• TEXTO ORIGINAL
——————

Numerosos estudios y algunas experiencias realizadas en países "desarrollados" demuestran que los niños, los adolescentes y los jóvenes consideran a la familia como uno de sus valores prioritarios. Seguramente existen muchas razones para que ello sea así. Una de ellas es quizá que el ser humano reclama consciente o inconscientemente sus derechos y la familia, en el sentido pleno de la palabra, es uno de ellos. Otra razón podría estar relacionada con la vulnerabilidad.Las sociedades que llamamos "desarrolladas" propician aparentemente la prepotencia. Sin embargo, en ellas, todo ocurre demasiado deprisa, sufren los huracanes del mercado que arrasan todo lo que no sea dinero, están desbordadas de información, pero han olvidado "conversar", y los medios realizan con personas experimentos propios de cobayas,... todo ello puede estar creando seres más vulnerables de lo que percibimos conscientemente.

Entonces, los niños y los jóvenes buscan en la familia ese punto de referencia y esa seguridad que necesitan para su desarrollo y un espacio en donde se les acepte, se les valore y se les quiera por lo que son y no por lo que tienen, y poder construir a partir de ahí la imprescindible autoestima.

Ayer, 15 de mayo, el día que la comunidad internacional dedicó a la familia, fue una buena ocasión para reflexionar sobre el que es uno de los principales ámbitos de socialización de la infancia. Analizar por un lado los cambios que ha sufrido en sí misma: emergencia de nuevas estructuras familiares, entre ellas el destacado aumento del número de familias monoparentales; disminución del número de nacimientos; trabajo de la mujer fuera de casa; aumento de la esperanza de vida, etcétera.

Por otro lado, los cambios que suceden fuera de ella, tanto en su entorno más cercano como a nivel mundial: los altos índices de desempleo; la mejora del nivel de formación de la mujer; los avances tecnológicos; el desprecio de ciertos valores humanos; la valoración desproporcionada de lo material; los movimientos migratorios; los cambios en la relación entre los ciudadanos y el Estado, o el constante y vergonzoso aumento de la brecha entre ricos y pobres.

Y, por supuesto, la globalización: ese fenómeno que se empezó a contemplar a finales de los 80, con prudencia y hasta con temor, por las personas comprometidas con el desarrollo humano y que ha saltado ahora a la calle.

——————

• EXTRACTO DE DATOS
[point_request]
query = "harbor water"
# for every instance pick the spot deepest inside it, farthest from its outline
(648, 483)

——————

• EJERCICIO ESCRITO 1
¿Puedes resumir en dos oraciones el texto sobre la familia?
• EJERCICIO ESCRITO 2
Transcribe del texto sobre la familia el fragmento que comienza con las palabras que contienen "Entonces, los niños" y termina con "la imprescindible autoestima.".

• RESPUESTA 1
Según numerosos estudios, los niños, los adolescentes y los jóvenes de los países "desarrollados" consideran a la familia uno de sus valores prioritarios y buscan en ella seguridad, un punto de referencia y un espacio donde se les acepte y se les quiera por lo que son. El 15 de mayo, día que la comunidad internacional dedicó a la familia, fue una buena ocasión para reflexionar sobre los cambios que ha sufrido la familia en sí misma y sobre los que ocurren fuera de ella, como el desempleo, los movimientos migratorios o la globalización.

• RESPUESTA 2
Entonces, los niños y los jóvenes buscan en la familia ese punto de referencia y esa seguridad que necesitan para su desarrollo y un espacio en donde se les acepte, se les valore y se les quiera por lo que son y no por lo que tienen, y poder construir a partir de ahí la imprescindible autoestima.